▶ _How to complete this task_:
Where in the material does the word "background" appear? Copy each line that has it.
--- Input Enclosed Below ---
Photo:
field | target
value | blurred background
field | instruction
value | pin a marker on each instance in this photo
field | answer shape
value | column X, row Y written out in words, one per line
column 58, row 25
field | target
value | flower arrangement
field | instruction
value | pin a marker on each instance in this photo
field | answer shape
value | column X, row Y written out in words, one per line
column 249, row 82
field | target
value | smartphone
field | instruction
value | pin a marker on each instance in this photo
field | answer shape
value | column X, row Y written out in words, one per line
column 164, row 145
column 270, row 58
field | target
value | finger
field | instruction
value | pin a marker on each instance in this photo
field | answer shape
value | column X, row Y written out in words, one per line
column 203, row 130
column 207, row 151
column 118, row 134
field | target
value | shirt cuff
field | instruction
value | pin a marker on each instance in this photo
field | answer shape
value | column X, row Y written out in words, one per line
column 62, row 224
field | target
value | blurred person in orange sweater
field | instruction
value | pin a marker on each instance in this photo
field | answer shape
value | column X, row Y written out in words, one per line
--- End of Enclosed Input ---
--- Input Enclosed Below ---
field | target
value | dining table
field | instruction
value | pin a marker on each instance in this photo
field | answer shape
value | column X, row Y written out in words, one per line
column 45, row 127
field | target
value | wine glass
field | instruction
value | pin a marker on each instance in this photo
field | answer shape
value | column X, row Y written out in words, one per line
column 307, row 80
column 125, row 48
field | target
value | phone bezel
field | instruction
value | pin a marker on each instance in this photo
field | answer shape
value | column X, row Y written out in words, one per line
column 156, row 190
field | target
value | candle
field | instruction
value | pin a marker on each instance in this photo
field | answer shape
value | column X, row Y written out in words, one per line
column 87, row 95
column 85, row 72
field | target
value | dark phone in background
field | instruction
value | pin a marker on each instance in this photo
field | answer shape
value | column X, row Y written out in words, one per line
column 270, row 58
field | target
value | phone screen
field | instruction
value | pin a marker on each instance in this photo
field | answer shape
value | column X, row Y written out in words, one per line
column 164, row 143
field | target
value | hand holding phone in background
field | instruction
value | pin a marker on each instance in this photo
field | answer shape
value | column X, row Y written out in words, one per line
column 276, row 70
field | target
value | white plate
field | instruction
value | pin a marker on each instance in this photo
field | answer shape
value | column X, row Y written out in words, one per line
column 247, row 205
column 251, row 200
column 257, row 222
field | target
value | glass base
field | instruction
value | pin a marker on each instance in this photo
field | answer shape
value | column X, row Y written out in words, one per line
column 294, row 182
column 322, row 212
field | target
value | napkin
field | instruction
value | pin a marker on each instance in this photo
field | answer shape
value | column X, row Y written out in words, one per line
--- End of Enclosed Input ---
▶ _Written solution_:
value | blurred background
value | dark phone in background
value | hand holding phone in background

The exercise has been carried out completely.